- **Trecho do texto**

3 de mai. de 2012

Uma resposta para a pergunta: Por que há algo e não, mais bem, nada?

Eu vou dizer: Por quue há tudo o que há? Por que há filosofia? Música? Literatura? Pintura? Escultura? Arquitetura? Por que de tudo isso? Por que há a arte? Porque em todas as formas de expressão o homem tenta se imortalizar, transcender-se a si mesmo. Todas estas tentativas existem porque o homem é um ser finito. Porque o homem morre. Quando digo homem digo mulher também. Deveríamos fazer uma revolução e usar a palavra mulher, mas de alguma forma daríamos no mesmo. Então o homem é um ser finito, tem os dias contados, e ainda que mortal, tem fome de imortalizar-se, ou de imortalidade. Ninguém quer morrer! Shakespeare houvera trocado Hamlet, Macbeth por dois anos a mais de vida. Otelo por mais seis meses, se houvesse uma garantia. O homem sente pavor da morte. E mesmo assim finito e mortal se pergunta por ela. O por quê da finitude? A enfrenta, afronta sem a negar. Há entretanto negações como a droga, o sexismo e um montão de cerimônias para ocultar o fato de saber que se morre. Mas a filosofia bota essa questão adiante e sabendo-se um ser finito sabe, que  e por isso  se angustia. E se angustia porque morre. Quando a angustia revela ao homem que seu destino é o nada, ou lhe aparece a ideia do nada e a ideia do nada o leva a saber que ele, homem, vai ser nada por muito tempo,  ser nada na eternidade.
É nisso que reside a grandeza do homem, e essa grandeza se revela não somente na filosofia, mas em muitas manifestações, nos romances, na pintura, na música e em tudo que termina, e quando termina a partitura, a música, nos angustiamos. Por isso também existem os livros, montanhas de livros escritos sobre isso, a morte, mas não só, muito há para que possamos pensar nossa situação nesse mundo. E aqui e agora precisamos pensar nossa situação. Como país precisamos pensar. Não pensar o que querem que pensemos. Não estamos em outro lugar que senão o Brasil. E é no Brasil e como brasileiros que devemos pensar e devemos pensar agora, por que não sabemos se vamos poder fazê-lo depois, mais adiante. Porque o homem é aberto a milhares de possibilidades, mas em todas essas possibilidades e em algum momento está a morte, mas ainda assim, sem urgência, sem desespero temos que considerar que cada minuto é absolutamente precioso, e agora, agora tem uma densidade de ser, da qual temos que participar e nos comprometermos e que 'filosofar' é necessário. Por quê? Porque este pais necessita pensar! Precisamos abandonar tudo aquilo que nos distraia, toda a pataquada e estupidez, tudo que trabalha para nos estupidificarmos, em todos os meios, tudo quer colonizar nossa subjetividade. Toda gente se diz contra a colonização, mas o que se dá, é justamente a colonização do subjetivo do cidadão. Noutras palavras sujeitar o sujeito. Muitos médias estão para, com seu infinito espetáculo triste de pataquadas, atar o sujeito, sujeitá-lo! E sujeitado, está impedido de ver a própria situação.

- **Problema**
Diga, por favor: segundo o trecho do texto, por quanto tempo a mais de vida Shakespeare teria trocado Hamlet e Macbeth?

- **Registros fornecidos**
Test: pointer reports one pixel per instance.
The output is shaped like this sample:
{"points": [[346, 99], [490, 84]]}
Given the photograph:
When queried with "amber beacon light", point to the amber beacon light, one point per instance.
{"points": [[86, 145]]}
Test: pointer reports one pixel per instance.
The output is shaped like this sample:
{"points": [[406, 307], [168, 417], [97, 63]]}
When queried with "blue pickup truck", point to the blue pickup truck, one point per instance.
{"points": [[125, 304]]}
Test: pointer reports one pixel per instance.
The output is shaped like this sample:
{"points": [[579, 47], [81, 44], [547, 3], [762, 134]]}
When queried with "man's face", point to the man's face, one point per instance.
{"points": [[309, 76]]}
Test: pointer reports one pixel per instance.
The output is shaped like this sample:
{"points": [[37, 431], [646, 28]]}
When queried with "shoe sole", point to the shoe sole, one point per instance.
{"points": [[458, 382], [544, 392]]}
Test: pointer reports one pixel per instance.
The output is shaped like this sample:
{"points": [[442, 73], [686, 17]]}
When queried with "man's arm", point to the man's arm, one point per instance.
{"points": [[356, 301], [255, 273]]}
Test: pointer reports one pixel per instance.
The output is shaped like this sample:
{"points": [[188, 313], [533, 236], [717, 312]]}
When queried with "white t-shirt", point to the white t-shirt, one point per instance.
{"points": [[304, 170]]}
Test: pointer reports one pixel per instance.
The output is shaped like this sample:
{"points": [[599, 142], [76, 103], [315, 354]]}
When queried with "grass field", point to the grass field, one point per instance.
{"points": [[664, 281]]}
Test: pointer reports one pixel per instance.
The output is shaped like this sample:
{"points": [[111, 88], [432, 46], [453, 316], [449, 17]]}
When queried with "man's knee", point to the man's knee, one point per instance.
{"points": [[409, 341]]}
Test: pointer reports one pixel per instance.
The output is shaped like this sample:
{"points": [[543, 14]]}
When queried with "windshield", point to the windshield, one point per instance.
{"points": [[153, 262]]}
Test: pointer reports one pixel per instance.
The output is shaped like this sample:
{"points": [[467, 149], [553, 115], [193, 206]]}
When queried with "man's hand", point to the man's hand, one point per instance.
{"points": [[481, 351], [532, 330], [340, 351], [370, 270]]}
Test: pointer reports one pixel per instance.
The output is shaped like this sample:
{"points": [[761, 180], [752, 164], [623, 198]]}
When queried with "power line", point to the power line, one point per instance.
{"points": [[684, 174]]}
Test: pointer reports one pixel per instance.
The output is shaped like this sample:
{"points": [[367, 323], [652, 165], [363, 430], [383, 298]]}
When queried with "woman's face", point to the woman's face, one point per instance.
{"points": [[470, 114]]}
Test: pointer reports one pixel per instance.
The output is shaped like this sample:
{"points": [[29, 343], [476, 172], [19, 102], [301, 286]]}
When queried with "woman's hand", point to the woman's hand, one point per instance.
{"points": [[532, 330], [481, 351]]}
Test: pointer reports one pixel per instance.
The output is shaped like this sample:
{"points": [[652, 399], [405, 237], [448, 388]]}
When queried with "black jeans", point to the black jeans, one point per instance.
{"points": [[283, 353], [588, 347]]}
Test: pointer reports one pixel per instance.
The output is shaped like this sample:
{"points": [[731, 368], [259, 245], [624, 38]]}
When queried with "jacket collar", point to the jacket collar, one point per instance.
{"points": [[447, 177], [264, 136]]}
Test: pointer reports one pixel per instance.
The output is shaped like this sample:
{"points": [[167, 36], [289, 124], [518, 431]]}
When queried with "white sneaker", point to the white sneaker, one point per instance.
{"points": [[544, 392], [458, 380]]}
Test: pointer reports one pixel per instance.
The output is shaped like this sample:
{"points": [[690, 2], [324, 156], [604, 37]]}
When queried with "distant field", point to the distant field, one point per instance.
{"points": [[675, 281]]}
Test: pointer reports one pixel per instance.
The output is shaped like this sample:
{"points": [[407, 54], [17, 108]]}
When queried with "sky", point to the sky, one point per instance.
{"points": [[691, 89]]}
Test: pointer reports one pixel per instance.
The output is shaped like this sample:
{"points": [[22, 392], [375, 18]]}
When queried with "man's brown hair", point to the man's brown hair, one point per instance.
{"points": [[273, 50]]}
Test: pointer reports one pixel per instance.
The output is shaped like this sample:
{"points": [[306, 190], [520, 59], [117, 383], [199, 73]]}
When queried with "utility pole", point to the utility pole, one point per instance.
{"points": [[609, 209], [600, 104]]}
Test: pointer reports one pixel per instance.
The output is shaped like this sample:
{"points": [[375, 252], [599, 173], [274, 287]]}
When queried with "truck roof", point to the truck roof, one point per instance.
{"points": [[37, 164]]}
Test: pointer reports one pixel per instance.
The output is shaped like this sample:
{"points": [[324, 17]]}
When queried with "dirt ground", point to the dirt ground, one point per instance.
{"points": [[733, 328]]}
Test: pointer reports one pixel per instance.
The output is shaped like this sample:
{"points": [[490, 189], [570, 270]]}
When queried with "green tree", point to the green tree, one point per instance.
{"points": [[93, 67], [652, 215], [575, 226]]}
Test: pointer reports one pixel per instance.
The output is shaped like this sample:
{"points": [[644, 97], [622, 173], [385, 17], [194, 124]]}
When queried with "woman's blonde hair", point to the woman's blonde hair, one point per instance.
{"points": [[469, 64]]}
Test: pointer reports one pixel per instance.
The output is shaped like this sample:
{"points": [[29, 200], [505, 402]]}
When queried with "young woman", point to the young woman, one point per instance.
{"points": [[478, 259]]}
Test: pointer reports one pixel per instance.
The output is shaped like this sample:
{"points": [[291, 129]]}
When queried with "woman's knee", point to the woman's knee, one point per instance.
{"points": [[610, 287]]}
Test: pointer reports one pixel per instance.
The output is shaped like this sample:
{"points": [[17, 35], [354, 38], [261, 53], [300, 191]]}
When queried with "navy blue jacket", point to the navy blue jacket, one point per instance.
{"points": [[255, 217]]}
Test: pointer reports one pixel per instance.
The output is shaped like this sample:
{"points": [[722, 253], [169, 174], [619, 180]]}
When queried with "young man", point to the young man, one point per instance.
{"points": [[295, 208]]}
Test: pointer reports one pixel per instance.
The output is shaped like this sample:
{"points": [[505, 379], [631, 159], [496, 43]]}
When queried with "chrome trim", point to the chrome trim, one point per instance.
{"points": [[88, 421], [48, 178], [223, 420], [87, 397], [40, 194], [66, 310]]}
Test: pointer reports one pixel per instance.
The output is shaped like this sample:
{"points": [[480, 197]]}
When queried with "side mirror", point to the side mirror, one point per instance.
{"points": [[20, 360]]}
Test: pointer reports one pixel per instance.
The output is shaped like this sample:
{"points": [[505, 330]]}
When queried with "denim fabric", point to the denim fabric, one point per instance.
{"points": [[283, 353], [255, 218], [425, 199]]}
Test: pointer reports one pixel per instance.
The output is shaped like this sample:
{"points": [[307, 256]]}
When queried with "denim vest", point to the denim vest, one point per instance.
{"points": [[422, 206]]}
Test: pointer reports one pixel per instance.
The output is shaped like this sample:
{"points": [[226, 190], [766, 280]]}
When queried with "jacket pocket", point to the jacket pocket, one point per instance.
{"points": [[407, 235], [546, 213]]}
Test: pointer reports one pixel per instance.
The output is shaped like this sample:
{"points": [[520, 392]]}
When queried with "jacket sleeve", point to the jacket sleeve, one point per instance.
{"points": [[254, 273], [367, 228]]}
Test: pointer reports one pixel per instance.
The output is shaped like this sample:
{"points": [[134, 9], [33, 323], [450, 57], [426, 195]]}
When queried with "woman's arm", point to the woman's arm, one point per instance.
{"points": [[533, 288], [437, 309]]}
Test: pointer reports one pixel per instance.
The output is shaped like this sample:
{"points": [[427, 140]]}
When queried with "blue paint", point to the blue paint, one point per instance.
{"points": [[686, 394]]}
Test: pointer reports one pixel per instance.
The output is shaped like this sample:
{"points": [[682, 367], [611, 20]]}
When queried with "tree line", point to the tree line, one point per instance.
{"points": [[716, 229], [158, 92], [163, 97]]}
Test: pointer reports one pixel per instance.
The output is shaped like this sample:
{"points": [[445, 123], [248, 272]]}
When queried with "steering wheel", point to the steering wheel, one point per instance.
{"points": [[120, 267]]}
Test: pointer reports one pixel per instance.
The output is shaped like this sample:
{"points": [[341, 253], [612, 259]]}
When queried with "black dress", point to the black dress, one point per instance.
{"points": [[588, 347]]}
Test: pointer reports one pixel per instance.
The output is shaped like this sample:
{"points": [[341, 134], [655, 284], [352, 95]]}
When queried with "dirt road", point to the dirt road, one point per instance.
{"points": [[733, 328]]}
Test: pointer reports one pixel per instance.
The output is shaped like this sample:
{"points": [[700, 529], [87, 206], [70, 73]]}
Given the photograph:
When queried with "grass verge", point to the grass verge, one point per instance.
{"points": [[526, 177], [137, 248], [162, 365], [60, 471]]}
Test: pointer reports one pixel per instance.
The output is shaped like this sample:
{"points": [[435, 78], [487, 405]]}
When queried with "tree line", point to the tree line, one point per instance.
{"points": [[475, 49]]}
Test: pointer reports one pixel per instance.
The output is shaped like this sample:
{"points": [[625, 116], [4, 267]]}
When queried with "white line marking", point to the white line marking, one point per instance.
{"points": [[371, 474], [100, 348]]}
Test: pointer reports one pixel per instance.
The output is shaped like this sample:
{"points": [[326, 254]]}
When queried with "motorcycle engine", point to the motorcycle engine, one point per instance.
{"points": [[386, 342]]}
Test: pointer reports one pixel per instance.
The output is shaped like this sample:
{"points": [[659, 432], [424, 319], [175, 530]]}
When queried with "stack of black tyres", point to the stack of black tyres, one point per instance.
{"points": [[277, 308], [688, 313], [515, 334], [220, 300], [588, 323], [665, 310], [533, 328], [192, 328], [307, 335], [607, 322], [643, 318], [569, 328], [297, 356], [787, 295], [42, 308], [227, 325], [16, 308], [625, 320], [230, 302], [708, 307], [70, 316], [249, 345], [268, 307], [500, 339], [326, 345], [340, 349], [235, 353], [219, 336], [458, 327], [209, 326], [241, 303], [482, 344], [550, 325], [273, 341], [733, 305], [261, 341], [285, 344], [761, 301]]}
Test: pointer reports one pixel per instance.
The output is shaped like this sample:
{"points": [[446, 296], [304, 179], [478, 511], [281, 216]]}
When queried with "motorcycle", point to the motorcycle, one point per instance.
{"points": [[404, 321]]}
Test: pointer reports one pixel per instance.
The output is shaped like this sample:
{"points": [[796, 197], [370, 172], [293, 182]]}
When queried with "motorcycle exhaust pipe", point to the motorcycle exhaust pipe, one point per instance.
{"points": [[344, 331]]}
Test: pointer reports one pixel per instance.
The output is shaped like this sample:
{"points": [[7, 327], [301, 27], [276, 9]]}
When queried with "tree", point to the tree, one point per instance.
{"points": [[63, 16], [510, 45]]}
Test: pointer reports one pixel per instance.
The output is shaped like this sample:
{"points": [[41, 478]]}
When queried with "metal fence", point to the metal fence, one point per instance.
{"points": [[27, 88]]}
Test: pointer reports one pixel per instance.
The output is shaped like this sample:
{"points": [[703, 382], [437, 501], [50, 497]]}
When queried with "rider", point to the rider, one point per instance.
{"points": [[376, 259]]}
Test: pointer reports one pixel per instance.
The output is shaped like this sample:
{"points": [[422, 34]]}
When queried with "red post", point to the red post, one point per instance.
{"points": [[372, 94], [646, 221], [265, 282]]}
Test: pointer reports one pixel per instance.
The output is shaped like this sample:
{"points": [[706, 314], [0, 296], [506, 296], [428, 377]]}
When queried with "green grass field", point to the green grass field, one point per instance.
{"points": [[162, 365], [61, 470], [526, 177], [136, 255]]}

- **Solução do problema**
Por dois anos a mais de vida.